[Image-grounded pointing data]
********************

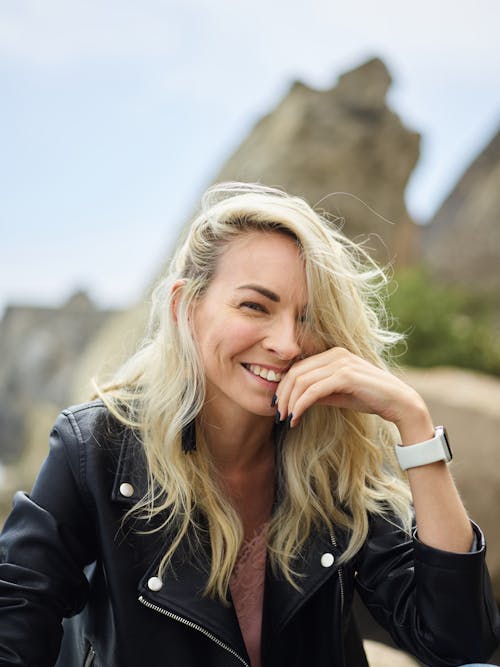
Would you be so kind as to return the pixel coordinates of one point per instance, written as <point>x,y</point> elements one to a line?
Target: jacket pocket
<point>89,658</point>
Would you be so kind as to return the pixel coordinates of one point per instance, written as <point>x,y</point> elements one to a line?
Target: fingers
<point>313,380</point>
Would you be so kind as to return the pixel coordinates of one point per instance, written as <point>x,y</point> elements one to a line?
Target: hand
<point>341,379</point>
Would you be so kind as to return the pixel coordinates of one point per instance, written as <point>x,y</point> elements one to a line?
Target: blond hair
<point>336,467</point>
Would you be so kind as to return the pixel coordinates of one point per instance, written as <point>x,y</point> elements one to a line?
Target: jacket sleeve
<point>46,542</point>
<point>437,605</point>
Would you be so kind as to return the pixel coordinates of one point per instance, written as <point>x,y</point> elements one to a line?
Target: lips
<point>265,373</point>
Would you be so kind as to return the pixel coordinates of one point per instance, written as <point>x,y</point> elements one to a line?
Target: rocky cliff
<point>39,349</point>
<point>335,146</point>
<point>461,244</point>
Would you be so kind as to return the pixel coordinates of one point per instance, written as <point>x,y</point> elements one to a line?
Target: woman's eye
<point>251,305</point>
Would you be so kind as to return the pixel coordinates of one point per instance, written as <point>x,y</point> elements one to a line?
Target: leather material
<point>69,561</point>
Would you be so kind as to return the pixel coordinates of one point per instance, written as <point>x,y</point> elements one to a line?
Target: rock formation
<point>39,348</point>
<point>344,139</point>
<point>341,140</point>
<point>461,244</point>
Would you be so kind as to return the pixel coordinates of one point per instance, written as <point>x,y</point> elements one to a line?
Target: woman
<point>225,495</point>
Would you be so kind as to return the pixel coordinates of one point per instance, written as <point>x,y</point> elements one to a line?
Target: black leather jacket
<point>65,553</point>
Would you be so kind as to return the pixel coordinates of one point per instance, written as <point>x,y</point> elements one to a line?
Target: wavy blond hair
<point>336,467</point>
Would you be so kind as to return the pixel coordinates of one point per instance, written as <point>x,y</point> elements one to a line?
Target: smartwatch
<point>436,449</point>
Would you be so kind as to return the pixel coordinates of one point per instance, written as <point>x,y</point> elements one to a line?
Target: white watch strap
<point>423,453</point>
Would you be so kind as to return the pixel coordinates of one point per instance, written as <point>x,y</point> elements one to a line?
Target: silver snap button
<point>126,490</point>
<point>155,584</point>
<point>327,560</point>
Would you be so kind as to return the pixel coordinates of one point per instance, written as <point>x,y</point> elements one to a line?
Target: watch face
<point>441,431</point>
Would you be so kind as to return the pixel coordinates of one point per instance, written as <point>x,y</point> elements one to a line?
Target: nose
<point>282,339</point>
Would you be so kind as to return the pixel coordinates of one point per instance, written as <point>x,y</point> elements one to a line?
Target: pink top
<point>247,590</point>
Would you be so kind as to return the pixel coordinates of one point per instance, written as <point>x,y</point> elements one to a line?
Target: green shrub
<point>443,325</point>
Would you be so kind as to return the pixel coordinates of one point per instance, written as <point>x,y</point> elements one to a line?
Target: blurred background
<point>114,118</point>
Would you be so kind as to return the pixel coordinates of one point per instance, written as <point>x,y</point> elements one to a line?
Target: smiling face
<point>248,324</point>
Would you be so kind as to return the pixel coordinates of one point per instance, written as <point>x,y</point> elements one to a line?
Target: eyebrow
<point>262,290</point>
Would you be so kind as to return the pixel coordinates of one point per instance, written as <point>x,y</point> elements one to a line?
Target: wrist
<point>416,426</point>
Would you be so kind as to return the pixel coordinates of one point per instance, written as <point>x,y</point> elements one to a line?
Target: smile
<point>265,373</point>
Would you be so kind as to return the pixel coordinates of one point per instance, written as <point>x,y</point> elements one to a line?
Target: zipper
<point>339,572</point>
<point>89,660</point>
<point>194,626</point>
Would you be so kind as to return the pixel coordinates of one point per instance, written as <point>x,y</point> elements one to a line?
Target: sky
<point>116,114</point>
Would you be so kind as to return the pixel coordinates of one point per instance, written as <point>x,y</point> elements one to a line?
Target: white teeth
<point>267,374</point>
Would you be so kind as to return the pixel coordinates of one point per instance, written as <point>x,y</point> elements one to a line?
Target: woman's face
<point>249,323</point>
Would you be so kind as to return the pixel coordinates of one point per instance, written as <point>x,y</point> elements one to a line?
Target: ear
<point>175,296</point>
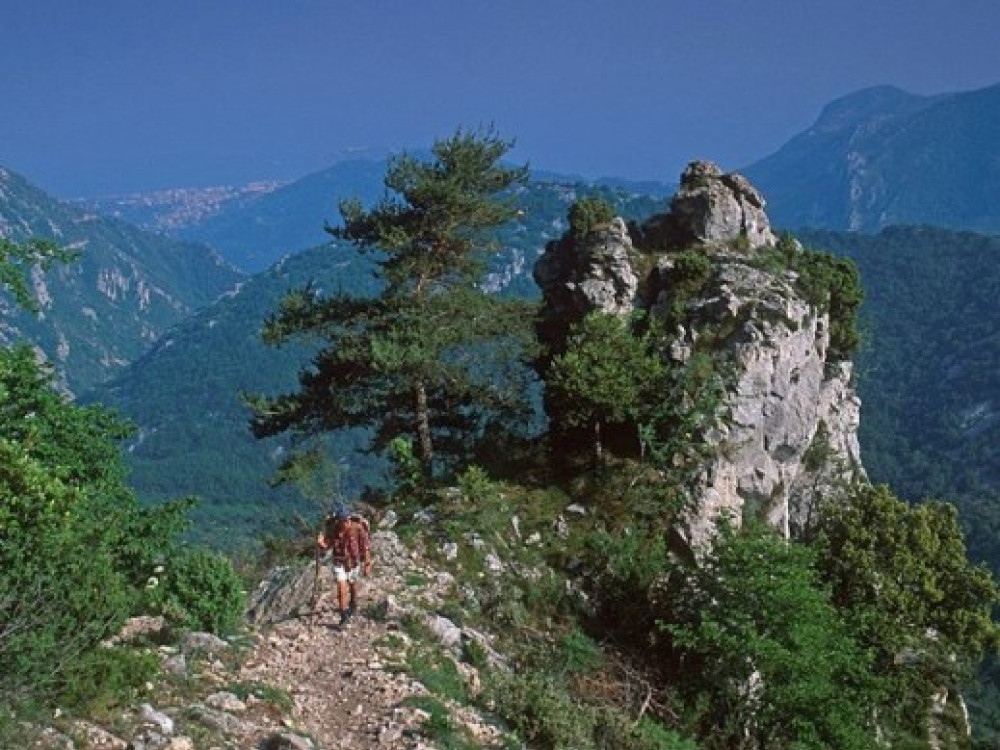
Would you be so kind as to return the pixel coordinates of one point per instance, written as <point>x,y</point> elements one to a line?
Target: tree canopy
<point>430,358</point>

********************

(WORK TASK): Reproduce all of the records above exactly, but exclude the pictures.

(RESULT):
Would you be so kind as to return the pixel coordinates of one point per instance, written as <point>x,y</point> elements one to a line?
Target: jacket pocket
<point>89,658</point>
Would you be so kind as to return the pixel coordinates of one point per instance, written as <point>x,y</point> elements one to a line?
Target: fingers
<point>313,380</point>
Would you be so kind as to return the pixel coordinates of one point per instance, written as <point>x,y</point> elements one to a line?
Target: hand
<point>341,379</point>
Would you be so kind as to return the pixel coordinates of one point per instance, written as <point>x,y</point> elements one to a line?
Target: blond hair
<point>336,467</point>
Would you be so kind as to return the pixel coordinates of one point per instance, written as <point>x,y</point> elements one to a line?
Target: jacket sleeve
<point>46,542</point>
<point>437,605</point>
Would you be so kind as to return the pixel coordinates of one point per instance, written as <point>x,y</point> elements one to a line?
Target: lips
<point>265,373</point>
Would you be so kind as to return the pixel coordinates of one point per instance, written as <point>x,y</point> elements one to a line?
Target: rocky cliff
<point>39,349</point>
<point>335,146</point>
<point>461,244</point>
Would you be so kind as to return the pixel coordinates of one point per instance, written as <point>x,y</point> elements one to a line?
Target: woman's eye
<point>251,305</point>
Would you be so kind as to return the pixel coordinates of one point per instance, written as <point>x,y</point> elements one to a line?
Target: leather material
<point>69,561</point>
Would you be so kind as to return the pixel coordinates of one point per instance, written as <point>x,y</point> elements one to a line?
Target: rock formation
<point>39,348</point>
<point>344,139</point>
<point>341,140</point>
<point>461,244</point>
Would you be so kind as to return the pixel coordinates of one point per instance, written as <point>x,y</point> elements one to a line?
Target: woman
<point>225,495</point>
Would you be so kind as to return the pixel coordinates of one point per instance, written as <point>x,y</point> elements one to a line?
Target: black leather jacket
<point>65,553</point>
Would you be so kind as to return the pixel coordinates of one point per instance, written as <point>x,y</point> elements one to a line?
Target: wavy blond hair
<point>336,467</point>
Would you be so kind as to return the pixel coordinates of one point per instance, written as <point>x,y</point> elements one to a line?
Target: smartwatch
<point>436,449</point>
Would you be so kind as to return the pixel coordinates of one point per instance, written as <point>x,y</point> elements one to a line?
Target: white watch strap
<point>423,453</point>
Would you be so kind as to return the pixel coordinates of one point per instance, written as <point>x,y</point> elements one to a line?
Target: silver snap button
<point>126,490</point>
<point>155,584</point>
<point>327,560</point>
Would you be so kind as to return the pixel coordinates of one point per instance, written as <point>x,y</point> elements one to a line?
Target: watch face
<point>441,431</point>
Would you be so kind as to return the pixel coordinates of one point per instance, written as <point>x,y</point> elements one to a line?
Target: nose
<point>282,339</point>
Would you be so kind as to return the pixel coordinates of one point per instance, written as <point>x,y</point> elements one to a line?
Target: pink top
<point>247,590</point>
Would you be so kind as to return the pixel coordinates of one point per instance, written as <point>x,y</point> elements one to a line?
Target: green shrub
<point>443,325</point>
Would you be so kind as to return the pixel coordinates of one point per instance, written as <point>x,y</point> elements one to a line?
Target: blurred background
<point>114,118</point>
Would you be so kind as to return the pixel coordinates of one point per instance, written as <point>x,y</point> elements one to a line?
Target: smiling face
<point>248,324</point>
Would you be so kind as to return the pixel coordinates of one point per instance, written as <point>x,y</point> elements one to a line?
Target: eyebrow
<point>262,290</point>
Would you be so kind as to return the pixel coordinates of one point per instance, written as <point>x,y</point> elements one to a line?
Target: wrist
<point>416,426</point>
Would you be so kind as to return the pixel coordinates of one point per instance, written as <point>x,y</point> elements one to a line?
Target: smile
<point>265,373</point>
Would you be so kind as to return the pixel coordinates of one point per instance, written as <point>x,y</point> elements one to a line?
Target: zipper
<point>339,572</point>
<point>89,660</point>
<point>194,626</point>
Would you be so kind as to return the pixel coordinates of one point per instance, written as <point>x,y</point> elements one to a line?
Target: sky
<point>116,114</point>
Would you be so kind as to return the pixel coordinates of one point per instance, written as <point>x,y</point> elements one to a line?
Target: white teeth
<point>267,374</point>
Would you be so kind as to return the pixel coordinates of one point per instance, written as <point>x,y</point> elements one to a line?
Target: woman's face
<point>249,323</point>
Would you be so kind as to return the pixel coordinates of one point per instance, written as <point>x,y</point> elements one to a line?
Target: ear
<point>175,296</point>
Would you be so kind as to return the pixel coordinates of one point per instance, written as <point>x,y</point> elements one to a line?
Target: tree canopy
<point>430,358</point>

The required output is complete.